AUSZUG
Donnerstag, 6. November 2008

YWC

Die Wahl mit zu verfolgen war eigentlich viel zu irreal, um es in Worte zu fassen. Wir schauten uns das Geschehen zunächst ein paar Stunden im Fernsehen an und gingen dann hinunter zu unseren Vermietern, um dort weiter zu gucken und ihre Meinung zu hören. Als Obama dann zum Gewinner erklärt wurde, ist dann wirklich alles außer Kontrolle geraten hier.
Die Menschen waren entweder völlig ekstatisch (zum Beispiel fast alle, die mit uns schauten), zu Tränen gerührt (vor allem während Obamas Rede) oder waren nicht zu sehen, das müssen die drei Menschen gewesen sein, die in New York für McCain gestimmt hatten.
Wir sind schnell nach Manhattan ins East Village gefahren, um ein paar Leute zu interviewen (einer meiner Nachbarn möchte daraus ein Video machen, das ich euch zeige, wenn es fertig ist). Leider war mein obamanatischer Nachbar völlig aus dem Häuschen und schwer angetrunken, sodass die vermeintlichen Interviews schnell zu Monologen seinerseits mutierten, aber witzig war es trotzdem.
Um ein Uhr wollte ich eigentlich nach Hause fahren und war schon auf dem Weg zur U-Bahn, als wir am Saint Marks Place vorbeikamen, wo einfach die Hölle los war. Hunderte Menschen hatten die Straße zur allgemeinen Partyzone ohne Trinkverbot erklärt (feiern auf der Straße ist hier schon unüblich genug) und eine Hausparty wurde durch ein paar Handgriffe eine Blockparty, als die netten Leute in dem Apartment ihre Boxen auf die Feuertreppe stellten und damit die Straße beschallten. Die Polizisten versuchten zunächst, die Leute von der Straße zu kriegen, damit der Verkehr weiter gehen konnte, gaben aber ziemlich schnell auf und sperrten die Straße stattdessen einfach ab.

FRAGESTELLUNG
[a] Was taten die Polizisten laut dem Auszug über die Wahlnacht, nachdem sie es aufgegeben hatten, die Leute am Saint Marks Place von der Straße zu holen?
[b] Schreibe den Auszug über die Wahlnacht in New York weiter.

GEGEBENE DATENSÄTZE
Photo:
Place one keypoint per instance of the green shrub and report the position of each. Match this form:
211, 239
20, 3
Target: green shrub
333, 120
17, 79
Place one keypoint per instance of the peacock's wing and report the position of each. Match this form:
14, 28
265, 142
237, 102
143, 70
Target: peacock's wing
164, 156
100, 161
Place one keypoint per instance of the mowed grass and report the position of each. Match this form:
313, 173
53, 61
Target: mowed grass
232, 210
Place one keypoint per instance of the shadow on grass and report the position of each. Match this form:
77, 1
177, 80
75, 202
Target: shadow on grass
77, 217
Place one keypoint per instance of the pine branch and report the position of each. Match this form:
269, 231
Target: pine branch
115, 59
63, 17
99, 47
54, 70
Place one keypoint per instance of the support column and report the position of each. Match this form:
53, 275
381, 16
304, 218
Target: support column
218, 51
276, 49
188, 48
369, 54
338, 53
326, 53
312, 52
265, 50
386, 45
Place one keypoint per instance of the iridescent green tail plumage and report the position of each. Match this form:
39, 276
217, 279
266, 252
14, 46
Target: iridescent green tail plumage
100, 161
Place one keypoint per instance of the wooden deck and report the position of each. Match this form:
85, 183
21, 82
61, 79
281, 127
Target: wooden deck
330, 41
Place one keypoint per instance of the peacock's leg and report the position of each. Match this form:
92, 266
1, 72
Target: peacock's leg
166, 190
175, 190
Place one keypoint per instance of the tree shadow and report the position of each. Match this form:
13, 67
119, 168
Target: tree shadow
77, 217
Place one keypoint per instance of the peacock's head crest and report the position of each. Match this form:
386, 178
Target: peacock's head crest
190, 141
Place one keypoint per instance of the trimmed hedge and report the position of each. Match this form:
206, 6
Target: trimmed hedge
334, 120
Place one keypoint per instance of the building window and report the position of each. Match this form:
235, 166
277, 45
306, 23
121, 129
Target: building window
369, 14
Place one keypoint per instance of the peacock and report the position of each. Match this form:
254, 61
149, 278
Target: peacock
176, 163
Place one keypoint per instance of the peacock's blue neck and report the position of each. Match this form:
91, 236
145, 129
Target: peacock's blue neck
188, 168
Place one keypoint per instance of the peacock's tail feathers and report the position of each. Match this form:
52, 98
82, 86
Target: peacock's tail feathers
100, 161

LÖSUNGEN
[a] Sie sperrten die Straße einfach ab.

[b]
Wir tanzten dann noch bis um halb vier und ich kam wie erwartet zu spät zur Arbeit am nächsten Tag, aber das interessierte da auch keinen. Es war so eine Stimmung wie am 2.Januar, wenn man wieder zur Arbeit geht und jeder weiß, dass heute garantiert nichts Produktives geleistet wird.

Ich könnte ja jetzt noch schreiben, was ich von Obama erwarte und ob ich glaube, dass er Amerika aus der Krise helfen kann, aber mal ehrlich: Das interessiert doch keinen Menschen, was ich von Politik halte, und die Anzahl derer, die sich meine Meinung trotzdem ständig anhören dürfen, ist auch so schon groß genug.
Zu einem Thema kann ich es mir aber nicht verkneifen:
Es gab, wie ich ja schon schrieb, eine zweite Abstimmung am 4. November, nämlich über das Recht schwuler und lesbischer Paare zu heiraten. Es wurde in Kalifornien durch eine Verfassungsänderung abgeschafft, nachdem die Mehrheit der Wähler für diese Änderung gestimmt hatte. Die USA haben damit in meinen Augen einen großen Schritt zurück getan, sowohl was die Trennung von Staat und Religion angeht, als auch die Gleichstellung von Homosexuellen überhaupt, und sind damit wieder gleichauf mit Deutschland. Ich finde das traurig.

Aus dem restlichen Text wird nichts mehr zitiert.